3.3.6 Bookmark Model

Purpose: Allow bookkeepers to save leads for later

Fields:

id (PK, UUID)
bookkeeper (ForeignKey → Bookkeeper, on_delete=CASCADE)
lead (ForeignKey → Lead, on_delete=CASCADE)
created_at (DateTimeField, auto_now_add=True)

Relationships:

  • Belongs to: Bookkeeper
  • Belongs to: Lead

Indexes:

  • Composite unique: (bookkeeper_id, lead_id)
  • created_at

Constraints:

  • Unique together: (bookkeeper, lead)

3.3.7 Subscription Model

Purpose: Track bookkeeper subscription status and Stripe details

Fields:

id (PK, UUID)
bookkeeper (OneToOne → Bookkeeper, on_delete=CASCADE)

# Subscription Details
status (CharField)  # 'trial', 'active', 'past_due', 'canceled', 'expired'
subscription_type (CharField)  # 'trial', 'monthly' (future: 'annual')
monthly_price (DecimalField, max_digits=10, decimal_places=2)

# Trial Information
trial_start_date (DateField, nullable)
trial_end_date (DateField, nullable)
trial_duration_days (IntegerField, default=30)

# Paid Subscription
subscription_start_date (DateField, nullable)
current_period_start (DateField, nullable)
current_period_end (DateField, nullable)
cancel_at_period_end (Boolean, default=False)

# Stripe Integration
stripe_customer_id (CharField, max_length=255, unique, nullable)
stripe_subscription_id (CharField, max_length=255, unique, nullable)
stripe_payment_method_id (CharField, max_length=255, nullable)

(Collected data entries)

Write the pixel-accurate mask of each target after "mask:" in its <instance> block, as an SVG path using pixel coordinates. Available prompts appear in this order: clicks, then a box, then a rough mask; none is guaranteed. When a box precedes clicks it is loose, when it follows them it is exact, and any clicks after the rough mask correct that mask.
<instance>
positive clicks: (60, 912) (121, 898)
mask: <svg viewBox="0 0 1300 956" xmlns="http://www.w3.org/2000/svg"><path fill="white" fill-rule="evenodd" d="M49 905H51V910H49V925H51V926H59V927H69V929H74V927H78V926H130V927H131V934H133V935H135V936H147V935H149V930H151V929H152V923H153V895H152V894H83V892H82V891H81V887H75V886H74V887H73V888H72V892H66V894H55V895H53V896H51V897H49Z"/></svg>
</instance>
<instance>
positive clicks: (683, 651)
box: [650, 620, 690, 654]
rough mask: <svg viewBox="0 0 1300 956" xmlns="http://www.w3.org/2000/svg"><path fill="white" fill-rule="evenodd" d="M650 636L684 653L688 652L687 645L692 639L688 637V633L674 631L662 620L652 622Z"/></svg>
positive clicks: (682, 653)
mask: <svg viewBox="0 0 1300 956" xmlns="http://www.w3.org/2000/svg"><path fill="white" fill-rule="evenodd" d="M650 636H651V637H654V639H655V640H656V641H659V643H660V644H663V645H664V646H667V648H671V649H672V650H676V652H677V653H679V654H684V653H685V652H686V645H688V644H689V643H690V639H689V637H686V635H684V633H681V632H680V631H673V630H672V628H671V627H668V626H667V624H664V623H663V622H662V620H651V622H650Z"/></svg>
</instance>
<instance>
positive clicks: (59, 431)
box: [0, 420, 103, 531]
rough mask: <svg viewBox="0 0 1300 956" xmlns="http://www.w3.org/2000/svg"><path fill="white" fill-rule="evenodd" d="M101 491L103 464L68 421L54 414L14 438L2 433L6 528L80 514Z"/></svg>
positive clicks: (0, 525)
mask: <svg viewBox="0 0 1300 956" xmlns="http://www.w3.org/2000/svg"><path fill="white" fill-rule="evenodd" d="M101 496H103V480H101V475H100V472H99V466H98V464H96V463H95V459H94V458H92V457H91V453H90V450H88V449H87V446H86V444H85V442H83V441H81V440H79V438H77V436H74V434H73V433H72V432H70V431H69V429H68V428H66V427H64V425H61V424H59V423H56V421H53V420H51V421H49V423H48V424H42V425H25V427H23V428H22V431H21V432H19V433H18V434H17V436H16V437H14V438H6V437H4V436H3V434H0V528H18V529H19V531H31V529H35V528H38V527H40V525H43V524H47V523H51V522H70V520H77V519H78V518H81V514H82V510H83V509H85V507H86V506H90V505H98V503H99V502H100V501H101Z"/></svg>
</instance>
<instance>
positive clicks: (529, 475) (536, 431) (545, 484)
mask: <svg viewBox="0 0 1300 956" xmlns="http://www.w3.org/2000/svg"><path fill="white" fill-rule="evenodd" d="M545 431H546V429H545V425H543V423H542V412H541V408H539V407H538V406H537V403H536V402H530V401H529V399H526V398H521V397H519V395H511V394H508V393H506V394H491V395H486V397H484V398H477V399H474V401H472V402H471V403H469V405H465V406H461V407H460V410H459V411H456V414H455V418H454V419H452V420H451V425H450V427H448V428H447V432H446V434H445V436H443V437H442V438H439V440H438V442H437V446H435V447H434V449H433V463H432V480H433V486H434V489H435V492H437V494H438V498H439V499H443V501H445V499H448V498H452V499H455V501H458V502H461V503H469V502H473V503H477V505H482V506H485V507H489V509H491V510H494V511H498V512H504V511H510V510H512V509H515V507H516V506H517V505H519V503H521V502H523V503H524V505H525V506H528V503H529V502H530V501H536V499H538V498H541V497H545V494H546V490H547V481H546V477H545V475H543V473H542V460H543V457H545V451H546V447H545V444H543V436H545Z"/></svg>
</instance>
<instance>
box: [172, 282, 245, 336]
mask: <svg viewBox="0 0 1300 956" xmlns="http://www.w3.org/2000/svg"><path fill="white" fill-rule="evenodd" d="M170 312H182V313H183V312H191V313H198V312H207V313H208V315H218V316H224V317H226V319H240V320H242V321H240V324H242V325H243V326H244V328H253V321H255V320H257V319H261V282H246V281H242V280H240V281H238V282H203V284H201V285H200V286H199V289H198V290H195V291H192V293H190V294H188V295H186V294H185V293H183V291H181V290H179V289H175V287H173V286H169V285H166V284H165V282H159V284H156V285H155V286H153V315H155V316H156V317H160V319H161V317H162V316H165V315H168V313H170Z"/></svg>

Task item A: According to the data model specification, what is the default value of the trial_duration_days field?
Task item B: Continue the data model specification from its last line.

Reply A: 30

Reply B:
# Payment History
last_payment_date (DateField, nullable)
last_payment_amount (DecimalField, max_digits=10, decimal_places=2, nullable)
next_billing_date (DateField, nullable)
failed_payment_count (IntegerField, default=0)

# Metadata
created_at (DateTimeField, auto_now_add=True)
updated_at (DateTimeField, auto_now=True)
canceled_at (DateTimeField, nullable)
cancellation_reason (TextField, nullable)

Relationships:

  • Belongs to: Bookkeeper (OneToOne)

Indexes:

  • bookkeeper_id (unique)
  • stripe_customer_id (unique)
  • stripe_subscription_id (unique)
  • status
  • current_period_end

Computed Properties:

@property
def is_active(self):
    return self.status in ['trial', 'active']

@property
def days_until_expiration(self):
    if self.status == 'trial' and self.trial_end_date:
        return (self.trial_end_date - date.today()).days
    elif self.current_period_end:
        return (self.current_period_end - date.today()).days
    return None

@property
def requires_payment_method(self):
    return self.status == 'trial' and not self.stripe_payment_method_id

3.3.8 Transaction Model

Purpose: Audit log of all financial transactions

Fields:

id (PK, UUID)
transaction_type (CharField)  # 'subscription_payment', 'lead_purchase', 'refund'
user (ForeignKey → User, on_delete=SET_NULL, nullable)  # Who initiated
bookkeeper (ForeignKey → Bookkeeper, on_delete=SET_NULL, nullable)
lead (ForeignKey → Lead, on_delete=SET_NULL, nullable)  # If lead purchase
amount (DecimalField, max_digits=10, decimal_places=2)
currency (CharField, max_length=3, default='USD')
stripe_payment_intent_id (CharField, max_length=255, nullable)
stripe_charge_id (CharField, max_length=255, nullable)
stripe_refund_id (CharField, max_length=255, nullable)
status (CharField)  # 'pending', 'succeeded', 'failed', 'refunded'
description (TextField, nullable)
metadata (JSONField, default=dict)  # Additional details
created_at (DateTimeField, auto_now_add=True)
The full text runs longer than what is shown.